Acte 2 En novembre 2003, M. X… et les autres propriétaires indivis ont vendu le massif forestier à M. Y…, lequel, dans l’acte de mutation, a repris l’engagement de gestion durable.
Acte 3 En 2004, les agents de la direction départementale de l’agriculture et de la forêt ont dressé un procès-verbal d’infraction au code forestier à l’encontre de M. Y…, pour coupes d’arbres non conformes au plan de gestion agréé, puis un procès-verbal d’infraction pour rupture de l’engagement de bonne gestion pris au titre du code général des impôts.
Acte 4 En novembre 2005, l’administration fiscale a notifié à M. X… une proposition de rectification, remettant en cause l’exonération partielle d’ISF dont il avait bénéficié jusqu’à la vente du bien à M. Y.

§ TRAVAIL DEMANDÉ:
- a) Recopiez le passage sur le massif forestier en commençant à « Acte 2 En novembre » et en terminant à « bien à M. Y. ».
- b) Écrivez la suite du passage sur le massif forestier, après sa dernière phrase.
Les lignes ne proviennent pas du passage sur le massif forestier mais d'une autre source.

§ EXTRAITS DE DONNÉES:

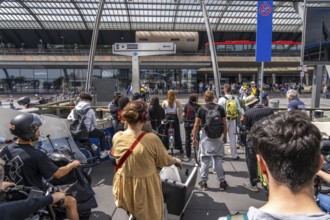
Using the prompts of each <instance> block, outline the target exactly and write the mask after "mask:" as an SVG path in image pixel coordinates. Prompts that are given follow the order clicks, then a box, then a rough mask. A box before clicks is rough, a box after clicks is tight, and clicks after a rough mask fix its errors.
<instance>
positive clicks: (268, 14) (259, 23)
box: [256, 0, 273, 62]
mask: <svg viewBox="0 0 330 220" xmlns="http://www.w3.org/2000/svg"><path fill="white" fill-rule="evenodd" d="M272 23H273V0H268V1H258V7H257V43H256V61H258V62H270V61H272Z"/></svg>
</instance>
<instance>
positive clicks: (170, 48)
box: [112, 42, 176, 56]
mask: <svg viewBox="0 0 330 220" xmlns="http://www.w3.org/2000/svg"><path fill="white" fill-rule="evenodd" d="M112 52H113V54H119V55H126V56H152V55H162V54H175V53H176V45H175V44H174V43H173V42H160V43H115V44H114V45H113V47H112Z"/></svg>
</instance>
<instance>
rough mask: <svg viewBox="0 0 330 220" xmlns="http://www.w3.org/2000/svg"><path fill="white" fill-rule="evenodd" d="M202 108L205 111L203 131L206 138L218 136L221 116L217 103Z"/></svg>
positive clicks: (203, 106)
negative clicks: (209, 106)
mask: <svg viewBox="0 0 330 220" xmlns="http://www.w3.org/2000/svg"><path fill="white" fill-rule="evenodd" d="M202 108H203V109H204V110H205V111H206V115H205V124H204V131H205V133H206V136H207V137H208V138H220V137H221V134H222V121H221V120H222V116H221V114H220V112H219V108H220V106H219V105H216V106H215V107H214V108H213V109H208V108H207V107H206V106H205V105H204V106H202Z"/></svg>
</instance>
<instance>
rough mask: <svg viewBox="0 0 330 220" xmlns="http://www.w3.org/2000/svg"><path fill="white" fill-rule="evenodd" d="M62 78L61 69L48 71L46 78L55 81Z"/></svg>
mask: <svg viewBox="0 0 330 220" xmlns="http://www.w3.org/2000/svg"><path fill="white" fill-rule="evenodd" d="M61 76H62V69H48V78H50V79H56V78H59V77H61Z"/></svg>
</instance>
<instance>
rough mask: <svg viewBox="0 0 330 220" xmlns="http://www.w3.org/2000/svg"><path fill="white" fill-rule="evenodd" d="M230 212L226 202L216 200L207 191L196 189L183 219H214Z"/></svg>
mask: <svg viewBox="0 0 330 220" xmlns="http://www.w3.org/2000/svg"><path fill="white" fill-rule="evenodd" d="M228 212H229V209H228V207H227V206H226V204H224V203H218V202H215V201H214V199H213V198H212V197H210V196H209V195H208V194H207V193H205V192H201V191H194V192H193V195H192V197H191V200H190V202H189V204H188V207H187V208H186V211H185V215H184V217H183V219H189V220H199V219H203V220H208V219H210V220H211V219H212V220H214V219H218V218H219V217H221V216H224V215H226V213H228Z"/></svg>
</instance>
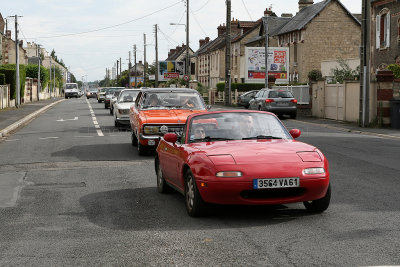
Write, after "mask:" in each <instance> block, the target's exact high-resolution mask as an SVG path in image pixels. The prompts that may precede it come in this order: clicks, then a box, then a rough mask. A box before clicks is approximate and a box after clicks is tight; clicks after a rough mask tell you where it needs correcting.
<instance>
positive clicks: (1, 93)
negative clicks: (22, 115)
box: [0, 85, 10, 109]
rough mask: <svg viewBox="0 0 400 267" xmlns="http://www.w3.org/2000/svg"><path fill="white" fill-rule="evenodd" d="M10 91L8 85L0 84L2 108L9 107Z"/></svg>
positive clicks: (0, 90)
mask: <svg viewBox="0 0 400 267" xmlns="http://www.w3.org/2000/svg"><path fill="white" fill-rule="evenodd" d="M9 92H10V90H9V88H8V85H0V109H3V108H7V107H9V105H10V102H9V100H10V96H9Z"/></svg>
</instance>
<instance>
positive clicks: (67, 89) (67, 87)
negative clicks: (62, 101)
mask: <svg viewBox="0 0 400 267" xmlns="http://www.w3.org/2000/svg"><path fill="white" fill-rule="evenodd" d="M64 94H65V98H70V97H76V98H78V97H79V96H80V95H79V89H78V84H77V83H66V84H65V87H64Z"/></svg>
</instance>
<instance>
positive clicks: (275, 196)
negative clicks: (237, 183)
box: [240, 187, 306, 199]
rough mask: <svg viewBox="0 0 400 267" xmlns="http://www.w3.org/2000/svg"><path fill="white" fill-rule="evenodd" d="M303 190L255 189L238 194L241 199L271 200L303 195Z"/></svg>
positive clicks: (300, 187) (299, 187)
mask: <svg viewBox="0 0 400 267" xmlns="http://www.w3.org/2000/svg"><path fill="white" fill-rule="evenodd" d="M305 191H306V190H305V189H304V188H301V187H299V188H277V189H257V190H245V191H242V192H241V193H240V196H241V197H242V198H246V199H273V198H286V197H298V196H301V195H303V194H304V193H305Z"/></svg>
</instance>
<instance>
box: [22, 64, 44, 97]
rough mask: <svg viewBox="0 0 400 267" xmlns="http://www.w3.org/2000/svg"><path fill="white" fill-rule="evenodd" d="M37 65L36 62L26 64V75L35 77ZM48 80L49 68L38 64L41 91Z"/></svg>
mask: <svg viewBox="0 0 400 267" xmlns="http://www.w3.org/2000/svg"><path fill="white" fill-rule="evenodd" d="M38 70H39V67H38V65H37V64H29V65H26V77H29V78H37V74H38ZM48 82H49V70H48V69H47V68H45V67H43V66H40V84H41V89H42V91H43V89H44V88H46V86H47V83H48Z"/></svg>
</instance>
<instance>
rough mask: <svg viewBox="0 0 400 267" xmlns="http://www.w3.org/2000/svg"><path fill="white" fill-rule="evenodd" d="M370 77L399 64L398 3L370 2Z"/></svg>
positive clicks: (386, 0)
mask: <svg viewBox="0 0 400 267" xmlns="http://www.w3.org/2000/svg"><path fill="white" fill-rule="evenodd" d="M370 29H371V35H370V38H371V63H372V64H371V65H372V66H371V77H372V78H374V77H375V76H376V74H377V70H384V69H386V68H387V66H388V65H390V64H394V63H398V64H400V49H399V45H400V3H399V2H398V1H395V0H373V1H371V24H370Z"/></svg>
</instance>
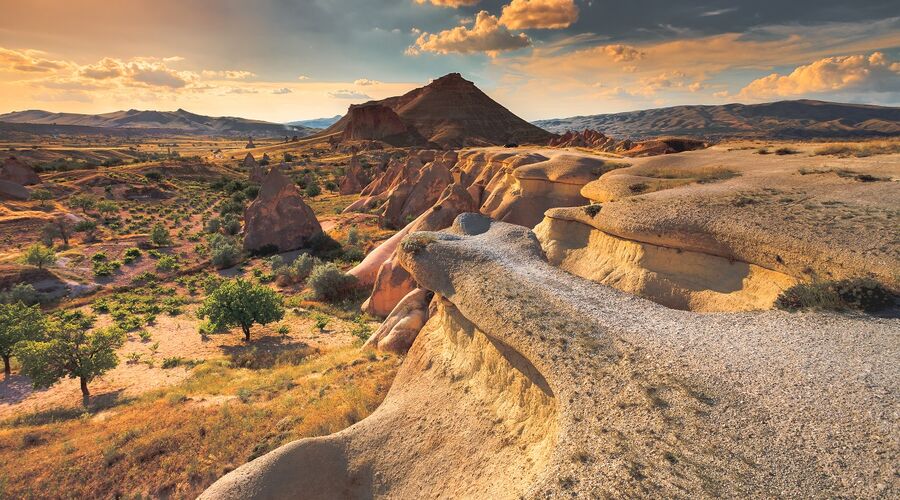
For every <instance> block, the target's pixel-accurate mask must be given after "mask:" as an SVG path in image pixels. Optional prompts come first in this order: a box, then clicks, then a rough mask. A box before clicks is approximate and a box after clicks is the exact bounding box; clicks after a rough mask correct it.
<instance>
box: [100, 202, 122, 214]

§ RÉSULTATS PAR CONSIGNE:
- a)
Acte 2 En novembre 2003, M. X… et les autres propriétaires indivis ont vendu le massif forestier à M. Y…, lequel, dans l’acte de mutation, a repris l’engagement de gestion durable.
Acte 3 En 2004, les agents de la direction départementale de l’agriculture et de la forêt ont dressé un procès-verbal d’infraction au code forestier à l’encontre de M. Y…, pour coupes d’arbres non conformes au plan de gestion agréé, puis un procès-verbal d’infraction pour rupture de l’engagement de bonne gestion pris au titre du code général des impôts.
Acte 4 En novembre 2005, l’administration fiscale a notifié à M. X… une proposition de rectification, remettant en cause l’exonération partielle d’ISF dont il avait bénéficié jusqu’à la vente du bien à M. Y.

- b)
La décision:
La Haute Cour estime qu’en cas de non-respect par l’acquéreur de l’engagement de gestion pris par le cédant, ce dernier est déchu du régime de faveur (exonération des ¾) dont il a bénéficié en matière d’ISF.
Commentaire:
La cession des biens objets de l’engagement ne remet pas en cause l’avantage fiscal. Cependant, le non-respect par l’acquéreur de l’engagement peut être fatal au cédant. Un élément à prendre en considération lors de la cession !
Le texte de la décision :
Références
Cour de cassation
Chambre commerciale
Audience publique du mardi 11 juin 2013
N° de pourvoi: 12-19890
Publié au bulletin Rejet
M. Espel (président), président
Me Le Prado, SCP Thouin-Palat et Boucard, avocat(s)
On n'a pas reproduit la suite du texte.